Required task 1 -> Translate this sentence from the interview with the TWB volunteer into Spanish: "Now Najmeh is using her background to help others."

Passage shown ->
-- Begin --
By Angela Eldering, TWB Volunteer 

 

Making sense in difficult times

Happy and carefree.

Two words many of us use to describe our childhood. Sadly, these aren’t universal descriptors of childhood. Children growing up in war-torn countries are more likely to recall early years filled with suffering and unhappiness. This is Najmeh Mojtahedpour’s experience.
Now Najmeh is using her background to help others. We spoke to her to learn more about her role as an online volunteer translator with Translators without Borders (TWB).

Najmeh tell us a little about your childhood

I was born in Esfahan, Iran in 1980. A week later, Iraqi forces invaded, leading to the eight-year Iran-Iraq war. My childhood memories center on bombing and destruction. Sadly, I remember families devastated by hunger and death, homes reduced to rubble, and people living in fear and despair.

What prompted you to seek a volunteer role helping refugees?

My background has given me a strong sense of empathy for the refugees of the 21 st century. When I see those poor people stuck in other countries, I remember my own childhood and I understand how they feel. A three-year-old boy who drowned at sea when his family was fleeing war-torn Syria was my catalyst for change. The image of Ailan Kurdi lying lifeless on a Turkish beach galvanized me into action. I was determined to find a way to help people like Ailan and his family.

How did you come to be a TWB volunteer?

Initially, I wanted to provide more hands-on aid, but as an Iranian citizen, there was no way I could travel to provide on-the-ground assistance. I shared my frustrations with a friend who was working with the Translators without Borders’ Rapid Response Team (RRT). My friend explained that the RRT is a virtual team of volunteer translators that provides translations for refugees so they have information in a language they understand. It didn’t take much to convince me that providing remote translation support was one way I could make a very real difference to the lives of refugees.

“I wish I could do more for them but for now, translation is the only thing I can do”

How do you balance work and volunteering?

One of the benefits of providing assistance online is that there is little disruption to my life. I’m based in Mashhad, Iran, and work in IT administration. By volunteering remotely, I can do my job and translate for TWB in my spare time.

Tell us a bit about what you do for TWB

I translate Rumours information sheets (prepared by TWB’s partner, Internews) into my native Farsi. This gives refugees clarity and certainty on issues that might otherwise be misrepresented through hearsay and misinformation. I also translate general media articles so that refugees have insight into relevant local media stories. Even something as simple as weather forecasts, can provide vital knowledge to refugees.

How would you describe your contribution?

I’m acutely aware of the need for accurate translation and how important it is to supply that. Having lived through a war, I can be frustrated by what I see as a lack of progress in the refugee crisis. The rational solutions to Europe’s refugee crisis have long been laid out. What is lacking is not a script, but its implementation. I need to frequently remind myself that what I’m doing is helping individuals through uncertain situations while they wait for the solutions to be enacted.
-- End --
Required task 2 -> Reproduce every line of the records below, with nothing changed.

Data shown ->
-- Begin --
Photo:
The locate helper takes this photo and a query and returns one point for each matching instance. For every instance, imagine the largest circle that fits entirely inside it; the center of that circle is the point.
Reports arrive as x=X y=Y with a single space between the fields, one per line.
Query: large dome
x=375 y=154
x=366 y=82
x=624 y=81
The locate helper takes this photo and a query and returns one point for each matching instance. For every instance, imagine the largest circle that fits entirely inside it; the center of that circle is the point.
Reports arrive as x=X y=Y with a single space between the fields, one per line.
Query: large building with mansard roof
-- End --
Output 1 -> Ahora Najmeh está usando su experiencia para ayudar a otros.

Output 2 ->
Photo:
The locate helper takes this photo and a query and returns one point for each matching instance. For every instance, imagine the largest circle that fits entirely inside it; the center of that circle is the point.
Reports arrive as x=X y=Y with a single space between the fields, one per line.
Query: large dome
x=375 y=154
x=366 y=82
x=624 y=81
The locate helper takes this photo and a query and returns one point for each matching instance. For every instance, imagine the largest circle that fits entirely inside it; the center of that circle is the point.
Reports arrive as x=X y=Y with a single space between the fields, one per line.
Query: large building with mansard roof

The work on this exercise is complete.